→ DOCUMENT TEXT
^^^^^^^^^^^^^^^^

Byline: Barbara L. Jones

Challenging patents for sonar fish-finding technology, Deeper UAB cast a wide net by making 92 arguments showing why Vexilar's patent is invalid. But the net had holes in it and the catch got away.

Vexilar, represented by Merchant & Gould, defeated its competitor's petition for inter partes review challenging the validity of its patents.

Founded in 1960, Vexilar specializes in fishing products including fish-finder technology. It has developed the now-patented SonarPhone product that allows anglers to turn smart devices, such as smartphones, iPads and tablets into high-resolution, touch-screen sonar devices with the use of Wi-Fi.

Vexilar claims Deeper willfully and deliberately infringed on its patents. In 2017, Vexilar gave Deeper notice of its patent rights and Deeper's infringement. For nearly a year afterward, the parties engaged in licensing negotiations, where Vexilar provided Deeper with actual knowledge of infringement. Negotiations apparently failed because on June 26, 2018, Deeper filed an inter partes review petition.

In that petition, Deeper addressed four arguments to each of the 23 claims filed by Vexilar, for a total of 92 arguments. That was too much for the Patent Trial and Appeal Board, which observed that evidence and arguments were directed to only two claims. It denied Deeper UAB's petition for inter partes review because it "would not be an efficient use of the Board's time and resources."

The Merchant & Gould team was successful because it filed a laser-focused Patent Owner's Preliminary Response, arguing that Deeper did not meet its burden to show a reasonable likelihood that the prior art invalidated Vexilar's patent and that Deeper's expert's declaration was conclusory, said Thomas Leach of Merchant & Gould.

The decision was designated as Informative, which indicates that it should be followed in most cases because it provides important guidance from the PTAB, said Leach said. "Pick your battles and make sure you have a good argument for each one you're going to fight," he said.

^^^^^^^^^^^^^^^^

→ WRITTEN TASKS
**1.** Transcribe everything in the patent dispute article from "Vexilar, represented by" down to "partes review petition.".
**2.** The patent dispute article says SonarPhone turns certain smart devices into sonar devices. List each kind of device it names.

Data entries

^^^^^^^^^^^^^^^^

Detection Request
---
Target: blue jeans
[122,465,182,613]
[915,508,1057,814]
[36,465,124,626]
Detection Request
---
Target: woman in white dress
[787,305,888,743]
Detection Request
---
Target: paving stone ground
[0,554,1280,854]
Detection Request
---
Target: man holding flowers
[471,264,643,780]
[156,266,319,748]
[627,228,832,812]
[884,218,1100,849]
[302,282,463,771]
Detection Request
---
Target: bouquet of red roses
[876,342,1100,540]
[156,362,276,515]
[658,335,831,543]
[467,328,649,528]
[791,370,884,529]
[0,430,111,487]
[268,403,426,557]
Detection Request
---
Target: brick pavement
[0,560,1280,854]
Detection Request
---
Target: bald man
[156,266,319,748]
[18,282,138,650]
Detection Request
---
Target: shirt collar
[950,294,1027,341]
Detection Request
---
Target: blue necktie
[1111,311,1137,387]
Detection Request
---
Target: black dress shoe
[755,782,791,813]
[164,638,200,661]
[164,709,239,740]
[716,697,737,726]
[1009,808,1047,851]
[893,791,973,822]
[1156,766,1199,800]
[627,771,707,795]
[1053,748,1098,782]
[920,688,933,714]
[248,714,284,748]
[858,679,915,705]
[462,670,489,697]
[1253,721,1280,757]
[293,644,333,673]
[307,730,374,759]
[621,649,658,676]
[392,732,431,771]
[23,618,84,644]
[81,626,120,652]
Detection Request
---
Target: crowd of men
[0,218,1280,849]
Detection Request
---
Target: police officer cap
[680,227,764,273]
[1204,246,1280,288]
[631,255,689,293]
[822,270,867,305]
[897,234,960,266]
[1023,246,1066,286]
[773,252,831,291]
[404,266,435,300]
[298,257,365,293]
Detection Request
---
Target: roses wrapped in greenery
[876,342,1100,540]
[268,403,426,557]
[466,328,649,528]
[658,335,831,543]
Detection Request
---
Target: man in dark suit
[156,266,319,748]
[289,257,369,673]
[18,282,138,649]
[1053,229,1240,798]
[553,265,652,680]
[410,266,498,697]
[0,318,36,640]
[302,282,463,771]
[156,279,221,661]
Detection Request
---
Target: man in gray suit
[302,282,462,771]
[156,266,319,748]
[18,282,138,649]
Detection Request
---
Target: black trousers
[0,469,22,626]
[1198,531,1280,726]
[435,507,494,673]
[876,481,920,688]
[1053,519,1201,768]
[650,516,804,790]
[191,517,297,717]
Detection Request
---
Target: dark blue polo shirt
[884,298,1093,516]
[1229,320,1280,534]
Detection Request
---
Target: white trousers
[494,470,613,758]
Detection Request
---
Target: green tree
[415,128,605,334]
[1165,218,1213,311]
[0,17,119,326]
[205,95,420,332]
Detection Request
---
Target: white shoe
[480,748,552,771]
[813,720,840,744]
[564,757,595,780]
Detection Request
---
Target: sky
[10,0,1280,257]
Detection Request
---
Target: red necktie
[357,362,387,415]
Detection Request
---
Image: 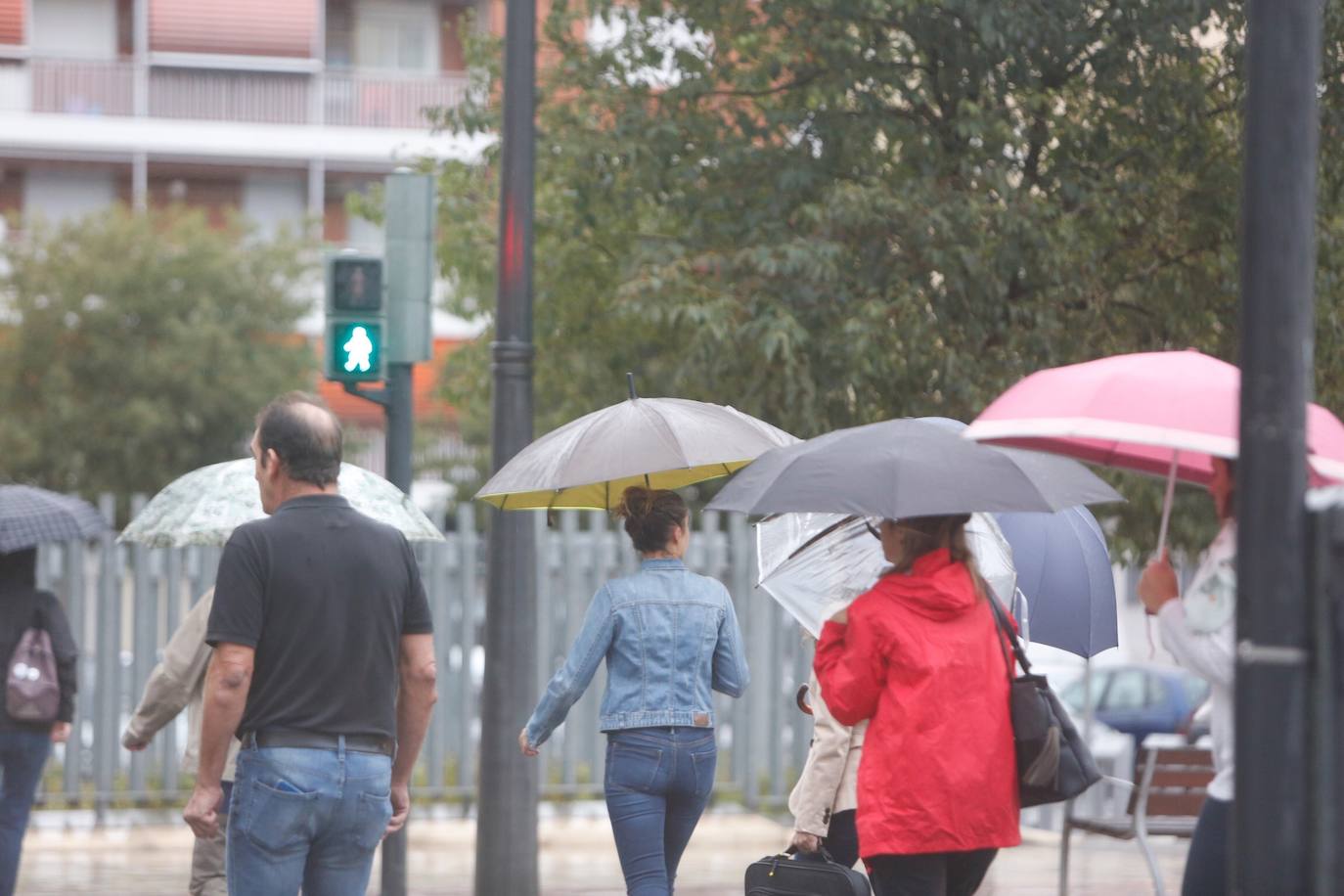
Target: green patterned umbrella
[118,458,443,548]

^^^^^^^^^^^^^^^^

→ OUTPUTS BY TASK
**1.**
Vexilar, represented by Merchant & Gould, defeated its competitor's petition for inter partes review challenging the validity of its patents.

Founded in 1960, Vexilar specializes in fishing products including fish-finder technology. It has developed the now-patented SonarPhone product that allows anglers to turn smart devices, such as smartphones, iPads and tablets into high-resolution, touch-screen sonar devices with the use of Wi-Fi.

Vexilar claims Deeper willfully and deliberately infringed on its patents. In 2017, Vexilar gave Deeper notice of its patent rights and Deeper's infringement. For nearly a year afterward, the parties engaged in licensing negotiations, where Vexilar provided Deeper with actual knowledge of infringement. Negotiations apparently failed because on June 26, 2018, Deeper filed an inter partes review petition.

**2.**
- smartphones
- iPads
- tablets